* **Tasks to complete**
A – Answer these questions from the text on high blood glucose:
(i) Above what level is blood glucose before a meal commonly considered too high?
(ii) In plain English, what are the three classic symptoms of high blood glucose?
(iii) In which structures does the reabsorption of fluid take place in the kidneys?
B – In the text on high blood glucose, take the part that opens with the words containing "The classic symptoms" and closes with "they have diabetes.", and give it again with "trio" swapped for "set".

* **Document excerpt**
━━━━━━━━

Blood glucose is commonly considered too high if it is higher than 130 mg/dl before a meal or higher than 180 mg/dl two hours after the first bite of a meal. However, most of the signs and symptoms of high blood glucose don’t appear until the blood glucose level is higher than 250 mg/dl. Some of the symptoms have a rapid onset, while others require a long period of high blood glucose to set in.
It’s important to note that individuals differ in their sensitivity to the effects of high blood glucose: Some people feel symptoms more quickly or more strongly than others. But each sign or symptom has a biological underpinning, or a specific cause behind the effect.
Hyperglycemia can be acute or chronic. Acute hyperglycemia lasts only briefly and is often the result of a high-carbohydrate meal, a missed dose of medicine, stress, or illness. Chronic hyperglycemia, on the other hand, is a state of long-term elevated blood glucose. It is often the result of undiagnosed diabetes or of an inadequate diabetes treatment regimen. Chronic hyperglycemia is arguably the more dangerous of the two, as long-term elevated blood glucose has a toxic effect on the body’s tissues. In fact, some of the signs of high blood glucose are actually the aftermath of cellular damage caused by high blood glucose.
Signs and symptoms of high blood glucose are often what lead people with undiagnosed diabetes to visit their doctors and, consequently, get diagnosed. But signs and symptoms of high blood glucose can also occur after diabetes is diagnosed and treatment has been started. It is a signal that your diabetes has slipped out of control.
The classic symptoms of high blood glucose are polyuria, polydipsia, and polyphagia.
In plain English, that means excessive urination, excessive thirst, and excessive hunger. Any doctor who hears this trio of complaints will reach for a blood glucose meter. But often, the person experiencing these symptoms doesn’t notice them right away. This is partly because they often creep up on a person in a gradual fashion, and partly because the signs and symptoms of high blood glucose aren’t well known among people who don’t have diabetes — or don’t know they have diabetes.
Here’s what’s behind these classic three symptoms of high blood glucose:
Excessive urination
Polyuria is the result of a runaway biological and chemical chain reaction that feeds on itself. It starts in the blood, where high glucose concentrations osmotically pull intracellular fluid into the bloodstream. This is the body’s attempt to equalize the concentration of glucose in the blood with the concentration in the cells. By diluting the blood with intracellular fluid, the body brings the glucose concentration of the blood closer to normal. Initially, this increases the fluid volume of the blood while dehydrating the cells.
Meanwhile, in the kidneys, a related dysfunction is brewing. Normally, the kidneys serve as filters, removing waste products and returning cleansed fluid back to the body. The return of the cleansed fluid — or reabsorption of fluid — takes place in the renal tubules, the internal structure of the million or so filtering nephrons in each kidney. However, when the glucose concentration of the fluid entering the nephrons exceeds 250 mg/dl, the reabsorption capacity of the renal tubules is blocked, triggering what is known as osmotic diuresis — a discharge of large amounts of urine. Until the glucose levels are normalized, the renal tubules can’t regain the ability to absorb fluids.
So a dual chain reaction has begun. The cells are pumping water into the bloodstream, and the kidneys, unable to reabsorb this fluid during filtering, are uncontrollably flushing water from the body. The result is runaway urination.

━━━━━━━━

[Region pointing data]

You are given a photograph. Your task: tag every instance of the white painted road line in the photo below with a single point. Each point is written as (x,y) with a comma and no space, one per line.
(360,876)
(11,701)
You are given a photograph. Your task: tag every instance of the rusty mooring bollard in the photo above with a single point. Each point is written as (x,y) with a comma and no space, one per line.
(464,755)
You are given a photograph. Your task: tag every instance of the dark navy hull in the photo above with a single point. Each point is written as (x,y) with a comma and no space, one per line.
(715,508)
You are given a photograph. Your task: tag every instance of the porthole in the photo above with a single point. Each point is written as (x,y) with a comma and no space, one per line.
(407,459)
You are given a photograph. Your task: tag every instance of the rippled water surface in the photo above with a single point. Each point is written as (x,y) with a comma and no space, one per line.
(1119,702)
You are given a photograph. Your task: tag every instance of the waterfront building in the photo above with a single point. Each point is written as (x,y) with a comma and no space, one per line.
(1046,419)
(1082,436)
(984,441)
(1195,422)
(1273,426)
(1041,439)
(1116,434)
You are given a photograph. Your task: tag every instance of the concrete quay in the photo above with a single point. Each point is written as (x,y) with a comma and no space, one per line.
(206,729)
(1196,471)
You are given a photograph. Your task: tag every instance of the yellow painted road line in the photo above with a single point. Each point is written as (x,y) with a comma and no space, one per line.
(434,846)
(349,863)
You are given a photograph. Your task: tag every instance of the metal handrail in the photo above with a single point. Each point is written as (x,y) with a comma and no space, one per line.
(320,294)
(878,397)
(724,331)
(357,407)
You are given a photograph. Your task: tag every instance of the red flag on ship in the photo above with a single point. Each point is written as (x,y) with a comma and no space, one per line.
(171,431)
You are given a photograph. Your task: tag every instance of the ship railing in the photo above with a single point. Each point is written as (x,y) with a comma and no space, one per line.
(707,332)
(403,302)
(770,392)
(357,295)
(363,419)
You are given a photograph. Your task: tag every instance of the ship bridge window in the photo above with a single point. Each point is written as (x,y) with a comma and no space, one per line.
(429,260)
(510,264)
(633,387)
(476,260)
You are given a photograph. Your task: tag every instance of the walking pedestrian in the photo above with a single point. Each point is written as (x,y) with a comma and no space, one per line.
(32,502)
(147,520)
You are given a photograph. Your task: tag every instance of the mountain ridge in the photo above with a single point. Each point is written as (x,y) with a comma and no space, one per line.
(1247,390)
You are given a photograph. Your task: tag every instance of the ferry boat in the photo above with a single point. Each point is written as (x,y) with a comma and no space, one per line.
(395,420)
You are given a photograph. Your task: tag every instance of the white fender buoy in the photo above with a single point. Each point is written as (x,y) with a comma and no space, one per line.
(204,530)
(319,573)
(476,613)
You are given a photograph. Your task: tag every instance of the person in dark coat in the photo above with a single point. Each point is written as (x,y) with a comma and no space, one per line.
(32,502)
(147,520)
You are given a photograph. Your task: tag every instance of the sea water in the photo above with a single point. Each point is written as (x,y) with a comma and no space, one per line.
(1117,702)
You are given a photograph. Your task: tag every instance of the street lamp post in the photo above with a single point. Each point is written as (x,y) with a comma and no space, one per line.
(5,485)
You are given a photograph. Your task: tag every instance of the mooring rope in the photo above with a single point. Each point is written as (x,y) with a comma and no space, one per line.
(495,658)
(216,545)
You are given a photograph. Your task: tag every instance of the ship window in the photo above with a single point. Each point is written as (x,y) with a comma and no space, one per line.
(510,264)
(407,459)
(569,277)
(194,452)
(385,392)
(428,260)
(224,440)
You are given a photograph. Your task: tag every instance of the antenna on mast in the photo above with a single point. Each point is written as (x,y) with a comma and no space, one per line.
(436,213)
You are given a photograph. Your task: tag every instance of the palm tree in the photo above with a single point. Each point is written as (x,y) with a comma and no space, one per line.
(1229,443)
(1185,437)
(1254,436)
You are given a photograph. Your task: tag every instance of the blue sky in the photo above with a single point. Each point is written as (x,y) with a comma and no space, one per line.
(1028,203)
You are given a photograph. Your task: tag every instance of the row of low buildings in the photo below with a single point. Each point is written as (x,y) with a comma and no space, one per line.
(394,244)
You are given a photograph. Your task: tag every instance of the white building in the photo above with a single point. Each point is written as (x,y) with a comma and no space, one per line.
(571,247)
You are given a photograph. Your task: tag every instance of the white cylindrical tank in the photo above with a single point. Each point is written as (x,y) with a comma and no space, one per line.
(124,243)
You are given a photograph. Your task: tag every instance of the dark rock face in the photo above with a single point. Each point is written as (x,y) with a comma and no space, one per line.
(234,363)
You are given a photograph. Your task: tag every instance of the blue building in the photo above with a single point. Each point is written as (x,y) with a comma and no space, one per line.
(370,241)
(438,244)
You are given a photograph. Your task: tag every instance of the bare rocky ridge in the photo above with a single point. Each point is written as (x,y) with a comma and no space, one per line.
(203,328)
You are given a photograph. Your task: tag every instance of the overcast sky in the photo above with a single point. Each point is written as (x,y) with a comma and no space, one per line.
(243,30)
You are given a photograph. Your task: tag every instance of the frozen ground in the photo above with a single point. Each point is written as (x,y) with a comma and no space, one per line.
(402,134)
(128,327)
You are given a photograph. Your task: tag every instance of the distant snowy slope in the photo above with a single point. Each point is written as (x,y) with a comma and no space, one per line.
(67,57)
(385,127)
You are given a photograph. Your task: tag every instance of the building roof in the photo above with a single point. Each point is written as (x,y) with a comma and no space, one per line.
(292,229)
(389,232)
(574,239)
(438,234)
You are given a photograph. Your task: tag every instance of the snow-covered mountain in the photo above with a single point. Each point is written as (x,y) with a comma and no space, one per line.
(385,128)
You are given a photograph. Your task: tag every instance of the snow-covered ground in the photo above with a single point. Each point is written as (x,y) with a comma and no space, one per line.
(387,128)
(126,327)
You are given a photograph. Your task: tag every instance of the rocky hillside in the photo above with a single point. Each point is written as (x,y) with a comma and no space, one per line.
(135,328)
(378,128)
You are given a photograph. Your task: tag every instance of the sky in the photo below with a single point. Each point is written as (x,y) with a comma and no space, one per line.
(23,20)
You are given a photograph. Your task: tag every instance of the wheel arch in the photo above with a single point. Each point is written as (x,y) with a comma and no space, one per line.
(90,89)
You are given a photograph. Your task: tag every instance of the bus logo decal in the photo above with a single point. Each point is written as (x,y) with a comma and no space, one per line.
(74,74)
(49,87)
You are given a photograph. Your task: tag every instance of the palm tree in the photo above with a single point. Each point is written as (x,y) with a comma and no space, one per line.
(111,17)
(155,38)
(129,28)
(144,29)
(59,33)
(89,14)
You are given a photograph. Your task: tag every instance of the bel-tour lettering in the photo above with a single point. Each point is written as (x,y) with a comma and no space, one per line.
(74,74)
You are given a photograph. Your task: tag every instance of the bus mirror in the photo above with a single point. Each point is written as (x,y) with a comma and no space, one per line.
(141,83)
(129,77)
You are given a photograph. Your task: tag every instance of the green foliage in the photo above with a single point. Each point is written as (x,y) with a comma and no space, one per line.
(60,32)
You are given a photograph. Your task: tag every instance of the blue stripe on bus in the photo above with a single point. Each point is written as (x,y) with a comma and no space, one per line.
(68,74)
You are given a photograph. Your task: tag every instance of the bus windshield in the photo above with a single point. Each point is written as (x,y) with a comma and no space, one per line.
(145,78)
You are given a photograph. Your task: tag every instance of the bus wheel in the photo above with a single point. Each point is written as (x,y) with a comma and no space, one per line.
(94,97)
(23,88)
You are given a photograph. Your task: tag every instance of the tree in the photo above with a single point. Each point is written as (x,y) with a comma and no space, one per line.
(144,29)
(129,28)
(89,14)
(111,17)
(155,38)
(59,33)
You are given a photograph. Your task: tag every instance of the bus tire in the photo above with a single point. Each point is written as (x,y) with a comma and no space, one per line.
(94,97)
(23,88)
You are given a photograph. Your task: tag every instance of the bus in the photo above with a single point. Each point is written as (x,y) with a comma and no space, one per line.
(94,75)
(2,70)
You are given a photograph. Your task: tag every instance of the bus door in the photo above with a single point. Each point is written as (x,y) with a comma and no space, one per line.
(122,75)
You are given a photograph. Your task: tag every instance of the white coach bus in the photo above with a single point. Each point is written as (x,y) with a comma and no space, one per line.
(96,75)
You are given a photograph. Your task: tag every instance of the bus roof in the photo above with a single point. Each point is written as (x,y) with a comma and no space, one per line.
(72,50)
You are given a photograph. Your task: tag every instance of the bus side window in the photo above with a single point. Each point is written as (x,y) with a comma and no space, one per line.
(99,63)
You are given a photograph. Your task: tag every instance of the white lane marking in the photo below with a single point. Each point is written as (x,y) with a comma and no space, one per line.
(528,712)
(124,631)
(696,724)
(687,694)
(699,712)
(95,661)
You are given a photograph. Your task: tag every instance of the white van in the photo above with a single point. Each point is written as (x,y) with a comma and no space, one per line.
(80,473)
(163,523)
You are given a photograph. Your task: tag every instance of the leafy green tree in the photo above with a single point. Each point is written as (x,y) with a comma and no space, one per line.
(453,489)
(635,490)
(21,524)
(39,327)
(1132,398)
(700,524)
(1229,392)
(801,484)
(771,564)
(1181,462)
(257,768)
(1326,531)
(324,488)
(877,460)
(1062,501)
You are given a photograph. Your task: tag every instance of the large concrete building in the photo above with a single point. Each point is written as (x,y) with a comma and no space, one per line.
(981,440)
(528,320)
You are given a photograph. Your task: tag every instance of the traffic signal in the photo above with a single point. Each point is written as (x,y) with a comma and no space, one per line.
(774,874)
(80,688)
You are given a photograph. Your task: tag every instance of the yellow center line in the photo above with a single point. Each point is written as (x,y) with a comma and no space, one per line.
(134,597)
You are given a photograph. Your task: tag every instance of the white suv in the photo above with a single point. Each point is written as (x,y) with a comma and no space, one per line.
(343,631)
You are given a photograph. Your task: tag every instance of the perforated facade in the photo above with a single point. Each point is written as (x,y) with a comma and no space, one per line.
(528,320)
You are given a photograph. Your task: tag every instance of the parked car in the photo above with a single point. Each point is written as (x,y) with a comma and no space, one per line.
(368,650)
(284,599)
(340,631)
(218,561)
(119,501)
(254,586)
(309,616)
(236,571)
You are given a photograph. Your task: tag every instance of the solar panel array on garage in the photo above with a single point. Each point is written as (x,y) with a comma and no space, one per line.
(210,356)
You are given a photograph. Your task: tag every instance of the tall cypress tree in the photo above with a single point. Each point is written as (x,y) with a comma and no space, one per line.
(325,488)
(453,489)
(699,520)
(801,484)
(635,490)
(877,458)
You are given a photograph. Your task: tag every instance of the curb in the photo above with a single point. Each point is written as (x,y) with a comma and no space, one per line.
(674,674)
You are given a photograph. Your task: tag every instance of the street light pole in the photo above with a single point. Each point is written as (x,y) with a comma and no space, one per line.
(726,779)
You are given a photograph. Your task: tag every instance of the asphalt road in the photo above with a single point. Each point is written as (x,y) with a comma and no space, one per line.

━━━━━━━━

* **Outputs for the tasks**
A –
(i) 130 mg/dl
(ii) Excessive urination, excessive thirst, and excessive hunger
(iii) The renal tubules

B –
The classic symptoms of high blood glucose are polyuria, polydipsia, and polyphagia.
In plain English, that means excessive urination, excessive thirst, and excessive hunger. Any doctor who hears this set of complaints will reach for a blood glucose meter. But often, the person experiencing these symptoms doesn’t notice them right away. This is partly because they often creep up on a person in a gradual fashion, and partly because the signs and symptoms of high blood glucose aren’t well known among people who don’t have diabetes — or don’t know they have diabetes.